▶ Your task
Count the lines in the material below that contain the string "trees", and give only the number.
Items start
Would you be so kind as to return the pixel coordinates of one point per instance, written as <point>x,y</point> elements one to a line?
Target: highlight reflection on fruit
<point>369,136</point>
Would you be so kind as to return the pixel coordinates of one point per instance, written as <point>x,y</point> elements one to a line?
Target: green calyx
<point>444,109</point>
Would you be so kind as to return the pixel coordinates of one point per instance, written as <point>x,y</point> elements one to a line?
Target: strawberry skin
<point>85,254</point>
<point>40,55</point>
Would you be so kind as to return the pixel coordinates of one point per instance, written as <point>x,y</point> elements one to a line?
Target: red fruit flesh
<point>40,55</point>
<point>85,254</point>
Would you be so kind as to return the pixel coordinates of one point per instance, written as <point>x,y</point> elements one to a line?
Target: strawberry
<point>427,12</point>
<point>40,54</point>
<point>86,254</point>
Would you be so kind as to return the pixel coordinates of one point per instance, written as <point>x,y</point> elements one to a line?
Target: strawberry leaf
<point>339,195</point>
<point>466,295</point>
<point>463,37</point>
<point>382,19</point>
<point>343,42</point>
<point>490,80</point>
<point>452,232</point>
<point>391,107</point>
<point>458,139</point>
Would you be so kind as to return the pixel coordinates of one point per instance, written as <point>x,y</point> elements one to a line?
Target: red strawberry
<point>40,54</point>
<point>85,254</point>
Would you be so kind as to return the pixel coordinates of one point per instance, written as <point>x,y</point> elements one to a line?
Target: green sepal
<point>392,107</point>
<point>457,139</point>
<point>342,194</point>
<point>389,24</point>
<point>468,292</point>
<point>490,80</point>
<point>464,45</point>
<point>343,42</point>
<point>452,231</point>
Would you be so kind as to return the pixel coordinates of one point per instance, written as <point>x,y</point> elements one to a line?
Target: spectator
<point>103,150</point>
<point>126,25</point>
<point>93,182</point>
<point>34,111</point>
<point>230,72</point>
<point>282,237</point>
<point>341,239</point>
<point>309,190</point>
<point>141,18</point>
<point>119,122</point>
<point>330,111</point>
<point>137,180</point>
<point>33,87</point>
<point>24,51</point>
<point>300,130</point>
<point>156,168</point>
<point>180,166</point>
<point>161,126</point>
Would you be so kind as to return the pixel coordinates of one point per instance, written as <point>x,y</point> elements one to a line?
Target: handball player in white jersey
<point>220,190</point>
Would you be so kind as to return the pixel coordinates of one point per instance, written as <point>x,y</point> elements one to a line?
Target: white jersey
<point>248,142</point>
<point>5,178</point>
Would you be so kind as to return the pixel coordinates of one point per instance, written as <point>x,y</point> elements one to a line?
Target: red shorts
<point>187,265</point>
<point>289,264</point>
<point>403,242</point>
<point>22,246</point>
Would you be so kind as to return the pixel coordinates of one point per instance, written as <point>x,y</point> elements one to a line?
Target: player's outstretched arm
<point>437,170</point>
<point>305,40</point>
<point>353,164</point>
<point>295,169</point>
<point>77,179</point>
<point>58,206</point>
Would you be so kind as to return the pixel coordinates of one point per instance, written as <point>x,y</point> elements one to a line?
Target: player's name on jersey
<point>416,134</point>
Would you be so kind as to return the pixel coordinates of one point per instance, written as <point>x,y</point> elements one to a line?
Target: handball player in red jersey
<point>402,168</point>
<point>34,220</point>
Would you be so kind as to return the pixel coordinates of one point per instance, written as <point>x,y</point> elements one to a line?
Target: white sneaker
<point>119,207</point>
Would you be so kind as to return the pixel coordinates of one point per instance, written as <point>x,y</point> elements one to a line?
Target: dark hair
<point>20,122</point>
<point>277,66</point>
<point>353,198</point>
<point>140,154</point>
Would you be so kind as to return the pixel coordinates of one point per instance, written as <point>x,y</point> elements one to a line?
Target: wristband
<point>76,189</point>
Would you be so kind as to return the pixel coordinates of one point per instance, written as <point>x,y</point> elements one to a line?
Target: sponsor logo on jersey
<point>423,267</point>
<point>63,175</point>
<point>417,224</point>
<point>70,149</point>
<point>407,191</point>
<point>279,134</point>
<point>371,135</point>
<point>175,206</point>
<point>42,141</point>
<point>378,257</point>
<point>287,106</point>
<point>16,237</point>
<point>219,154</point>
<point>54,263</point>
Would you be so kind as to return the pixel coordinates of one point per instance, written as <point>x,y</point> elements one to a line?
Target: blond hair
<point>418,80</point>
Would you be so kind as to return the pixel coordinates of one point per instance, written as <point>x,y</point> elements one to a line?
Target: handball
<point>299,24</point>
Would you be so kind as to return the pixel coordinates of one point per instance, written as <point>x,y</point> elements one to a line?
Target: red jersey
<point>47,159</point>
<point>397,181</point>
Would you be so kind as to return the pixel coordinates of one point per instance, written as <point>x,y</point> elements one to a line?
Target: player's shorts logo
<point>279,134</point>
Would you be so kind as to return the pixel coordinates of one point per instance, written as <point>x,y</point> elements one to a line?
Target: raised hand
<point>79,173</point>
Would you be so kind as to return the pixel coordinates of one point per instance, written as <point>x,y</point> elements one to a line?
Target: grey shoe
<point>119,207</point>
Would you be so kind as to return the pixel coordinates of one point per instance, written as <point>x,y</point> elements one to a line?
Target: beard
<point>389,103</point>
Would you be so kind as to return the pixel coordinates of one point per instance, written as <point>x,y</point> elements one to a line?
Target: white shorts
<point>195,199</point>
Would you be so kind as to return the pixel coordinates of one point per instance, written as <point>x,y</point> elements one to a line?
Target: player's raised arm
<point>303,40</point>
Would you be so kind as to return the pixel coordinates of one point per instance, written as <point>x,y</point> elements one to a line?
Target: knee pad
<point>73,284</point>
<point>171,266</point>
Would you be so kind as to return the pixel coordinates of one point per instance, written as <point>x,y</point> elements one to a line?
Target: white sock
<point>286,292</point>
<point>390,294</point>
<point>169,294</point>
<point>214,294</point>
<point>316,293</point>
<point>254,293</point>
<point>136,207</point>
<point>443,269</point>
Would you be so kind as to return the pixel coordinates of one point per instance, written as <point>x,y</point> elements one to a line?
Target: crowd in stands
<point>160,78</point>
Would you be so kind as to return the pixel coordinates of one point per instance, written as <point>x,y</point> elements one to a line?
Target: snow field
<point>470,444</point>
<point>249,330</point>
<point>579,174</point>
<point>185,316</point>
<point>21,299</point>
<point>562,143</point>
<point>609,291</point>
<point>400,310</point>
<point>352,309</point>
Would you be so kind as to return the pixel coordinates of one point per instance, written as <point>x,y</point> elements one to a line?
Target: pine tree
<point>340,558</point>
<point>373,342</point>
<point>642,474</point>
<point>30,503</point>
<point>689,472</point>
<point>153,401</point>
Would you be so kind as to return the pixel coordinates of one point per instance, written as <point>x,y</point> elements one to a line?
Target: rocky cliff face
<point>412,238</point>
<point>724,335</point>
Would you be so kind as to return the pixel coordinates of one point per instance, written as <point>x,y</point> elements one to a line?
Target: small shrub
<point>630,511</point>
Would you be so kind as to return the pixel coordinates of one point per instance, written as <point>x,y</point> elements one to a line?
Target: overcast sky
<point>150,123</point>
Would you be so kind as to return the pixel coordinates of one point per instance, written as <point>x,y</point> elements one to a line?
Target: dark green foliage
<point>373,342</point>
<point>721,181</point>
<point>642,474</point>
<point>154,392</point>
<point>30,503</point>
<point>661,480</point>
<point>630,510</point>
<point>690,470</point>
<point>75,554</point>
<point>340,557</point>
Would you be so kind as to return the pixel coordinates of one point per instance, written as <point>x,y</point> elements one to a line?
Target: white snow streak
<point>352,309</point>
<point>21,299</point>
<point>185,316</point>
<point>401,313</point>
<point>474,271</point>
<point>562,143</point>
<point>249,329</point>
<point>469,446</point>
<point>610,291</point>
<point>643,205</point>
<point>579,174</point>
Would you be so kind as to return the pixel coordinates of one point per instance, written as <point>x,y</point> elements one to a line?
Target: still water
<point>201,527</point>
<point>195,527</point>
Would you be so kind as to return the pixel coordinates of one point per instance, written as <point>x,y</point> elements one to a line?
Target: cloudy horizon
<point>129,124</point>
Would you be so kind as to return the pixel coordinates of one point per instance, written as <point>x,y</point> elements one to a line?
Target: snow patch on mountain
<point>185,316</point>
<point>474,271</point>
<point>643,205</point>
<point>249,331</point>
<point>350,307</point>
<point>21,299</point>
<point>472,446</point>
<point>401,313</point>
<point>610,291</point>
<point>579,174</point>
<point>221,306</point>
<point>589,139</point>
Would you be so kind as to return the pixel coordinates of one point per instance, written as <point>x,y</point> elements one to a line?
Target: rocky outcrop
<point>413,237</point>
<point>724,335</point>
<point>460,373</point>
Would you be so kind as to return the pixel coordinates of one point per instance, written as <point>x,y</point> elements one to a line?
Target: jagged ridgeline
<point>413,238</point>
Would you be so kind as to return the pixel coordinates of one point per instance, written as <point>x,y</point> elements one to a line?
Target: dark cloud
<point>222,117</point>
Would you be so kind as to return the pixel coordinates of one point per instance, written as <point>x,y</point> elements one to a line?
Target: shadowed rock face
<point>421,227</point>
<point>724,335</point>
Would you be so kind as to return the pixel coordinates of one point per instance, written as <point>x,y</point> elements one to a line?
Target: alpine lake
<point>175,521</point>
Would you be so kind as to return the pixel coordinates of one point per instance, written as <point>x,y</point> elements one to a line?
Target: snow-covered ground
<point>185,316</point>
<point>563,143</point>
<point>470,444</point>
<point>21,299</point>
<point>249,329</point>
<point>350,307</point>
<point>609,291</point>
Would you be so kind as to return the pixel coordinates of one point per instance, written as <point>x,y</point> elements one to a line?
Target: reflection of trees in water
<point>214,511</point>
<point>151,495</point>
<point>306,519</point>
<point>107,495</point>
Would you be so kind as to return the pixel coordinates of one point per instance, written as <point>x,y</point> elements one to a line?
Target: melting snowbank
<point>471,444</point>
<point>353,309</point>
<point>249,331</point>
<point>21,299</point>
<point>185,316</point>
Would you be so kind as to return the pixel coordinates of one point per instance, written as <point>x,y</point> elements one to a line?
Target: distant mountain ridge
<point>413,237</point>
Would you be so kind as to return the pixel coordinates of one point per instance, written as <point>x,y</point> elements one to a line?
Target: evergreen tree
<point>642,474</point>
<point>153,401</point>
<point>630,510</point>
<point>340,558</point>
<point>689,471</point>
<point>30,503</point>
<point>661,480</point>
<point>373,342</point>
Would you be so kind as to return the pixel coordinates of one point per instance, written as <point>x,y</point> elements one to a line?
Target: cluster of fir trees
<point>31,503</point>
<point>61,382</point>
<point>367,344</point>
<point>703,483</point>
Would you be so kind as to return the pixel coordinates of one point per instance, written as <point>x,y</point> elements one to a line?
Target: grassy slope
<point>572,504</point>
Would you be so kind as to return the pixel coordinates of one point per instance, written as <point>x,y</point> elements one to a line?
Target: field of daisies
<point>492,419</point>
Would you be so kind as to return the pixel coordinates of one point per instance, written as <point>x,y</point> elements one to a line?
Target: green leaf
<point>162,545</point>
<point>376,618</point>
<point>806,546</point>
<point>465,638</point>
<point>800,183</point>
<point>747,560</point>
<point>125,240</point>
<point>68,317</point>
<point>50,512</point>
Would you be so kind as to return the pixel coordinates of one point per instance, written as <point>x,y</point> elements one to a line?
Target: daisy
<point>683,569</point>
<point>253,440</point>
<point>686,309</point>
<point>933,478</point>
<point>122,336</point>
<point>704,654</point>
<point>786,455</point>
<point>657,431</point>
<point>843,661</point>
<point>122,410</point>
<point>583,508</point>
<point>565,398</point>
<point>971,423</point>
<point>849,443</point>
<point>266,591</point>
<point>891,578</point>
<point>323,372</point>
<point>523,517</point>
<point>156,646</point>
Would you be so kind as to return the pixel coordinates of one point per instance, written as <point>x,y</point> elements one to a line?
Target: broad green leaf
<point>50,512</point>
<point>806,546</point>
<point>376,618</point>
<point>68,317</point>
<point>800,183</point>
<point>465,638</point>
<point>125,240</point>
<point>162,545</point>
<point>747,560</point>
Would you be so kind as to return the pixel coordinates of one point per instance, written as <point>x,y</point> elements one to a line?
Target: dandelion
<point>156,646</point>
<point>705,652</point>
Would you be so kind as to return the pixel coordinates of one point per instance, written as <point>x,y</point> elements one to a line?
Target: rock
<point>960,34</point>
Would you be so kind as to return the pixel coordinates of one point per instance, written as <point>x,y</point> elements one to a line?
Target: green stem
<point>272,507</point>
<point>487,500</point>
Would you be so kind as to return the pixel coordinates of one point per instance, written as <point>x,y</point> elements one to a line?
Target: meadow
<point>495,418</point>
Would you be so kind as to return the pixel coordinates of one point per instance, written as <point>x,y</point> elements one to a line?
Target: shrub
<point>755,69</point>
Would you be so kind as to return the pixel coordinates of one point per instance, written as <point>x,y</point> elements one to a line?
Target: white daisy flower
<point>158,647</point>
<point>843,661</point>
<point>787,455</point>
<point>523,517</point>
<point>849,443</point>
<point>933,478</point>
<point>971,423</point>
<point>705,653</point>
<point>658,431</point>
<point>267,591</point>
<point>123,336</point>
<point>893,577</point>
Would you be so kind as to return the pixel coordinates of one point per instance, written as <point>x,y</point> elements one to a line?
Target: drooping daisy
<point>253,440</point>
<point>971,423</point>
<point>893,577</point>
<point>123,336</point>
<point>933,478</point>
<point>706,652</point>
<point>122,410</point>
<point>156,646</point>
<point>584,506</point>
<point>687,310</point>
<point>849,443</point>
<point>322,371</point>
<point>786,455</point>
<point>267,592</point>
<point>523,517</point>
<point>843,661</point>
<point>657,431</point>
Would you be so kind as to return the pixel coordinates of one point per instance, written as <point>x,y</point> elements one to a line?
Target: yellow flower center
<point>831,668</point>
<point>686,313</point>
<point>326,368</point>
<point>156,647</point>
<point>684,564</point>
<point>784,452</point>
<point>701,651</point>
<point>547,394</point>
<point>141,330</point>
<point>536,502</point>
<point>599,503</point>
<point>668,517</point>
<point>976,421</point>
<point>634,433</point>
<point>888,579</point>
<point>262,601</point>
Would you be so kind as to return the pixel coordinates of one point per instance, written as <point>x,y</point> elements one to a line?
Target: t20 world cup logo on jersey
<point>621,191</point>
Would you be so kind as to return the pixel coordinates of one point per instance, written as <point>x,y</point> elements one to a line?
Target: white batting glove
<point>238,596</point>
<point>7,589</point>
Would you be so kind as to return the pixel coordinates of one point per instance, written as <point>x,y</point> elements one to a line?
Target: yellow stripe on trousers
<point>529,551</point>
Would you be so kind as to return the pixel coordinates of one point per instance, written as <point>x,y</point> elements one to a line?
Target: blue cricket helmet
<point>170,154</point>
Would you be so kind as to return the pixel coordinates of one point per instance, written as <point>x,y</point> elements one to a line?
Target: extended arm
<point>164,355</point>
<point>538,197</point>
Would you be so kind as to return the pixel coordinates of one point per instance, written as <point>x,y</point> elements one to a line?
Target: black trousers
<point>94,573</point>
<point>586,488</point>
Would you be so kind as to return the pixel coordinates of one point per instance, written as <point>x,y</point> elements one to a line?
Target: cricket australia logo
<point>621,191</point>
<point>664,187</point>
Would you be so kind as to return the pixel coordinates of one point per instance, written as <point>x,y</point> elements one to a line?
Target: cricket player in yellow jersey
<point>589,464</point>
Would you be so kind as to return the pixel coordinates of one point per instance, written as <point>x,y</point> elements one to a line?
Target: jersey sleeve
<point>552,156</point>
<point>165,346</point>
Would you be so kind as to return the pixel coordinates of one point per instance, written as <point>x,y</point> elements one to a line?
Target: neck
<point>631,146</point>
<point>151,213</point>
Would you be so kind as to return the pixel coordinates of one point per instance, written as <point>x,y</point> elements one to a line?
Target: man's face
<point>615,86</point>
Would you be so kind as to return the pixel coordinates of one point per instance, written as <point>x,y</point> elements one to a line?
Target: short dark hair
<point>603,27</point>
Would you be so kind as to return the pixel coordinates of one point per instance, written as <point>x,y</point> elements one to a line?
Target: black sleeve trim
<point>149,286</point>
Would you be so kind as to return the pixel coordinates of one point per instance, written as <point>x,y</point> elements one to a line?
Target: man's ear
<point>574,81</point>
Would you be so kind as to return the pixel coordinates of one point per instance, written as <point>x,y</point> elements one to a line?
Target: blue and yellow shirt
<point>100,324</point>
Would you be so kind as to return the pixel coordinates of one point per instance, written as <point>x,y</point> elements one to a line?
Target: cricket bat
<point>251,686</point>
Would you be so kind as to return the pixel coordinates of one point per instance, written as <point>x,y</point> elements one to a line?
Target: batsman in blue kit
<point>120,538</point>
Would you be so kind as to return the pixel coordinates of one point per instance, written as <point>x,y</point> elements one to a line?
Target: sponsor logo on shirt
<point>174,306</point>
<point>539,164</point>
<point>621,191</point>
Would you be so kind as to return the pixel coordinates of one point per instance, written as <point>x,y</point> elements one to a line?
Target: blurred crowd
Items end
▶ Answer
2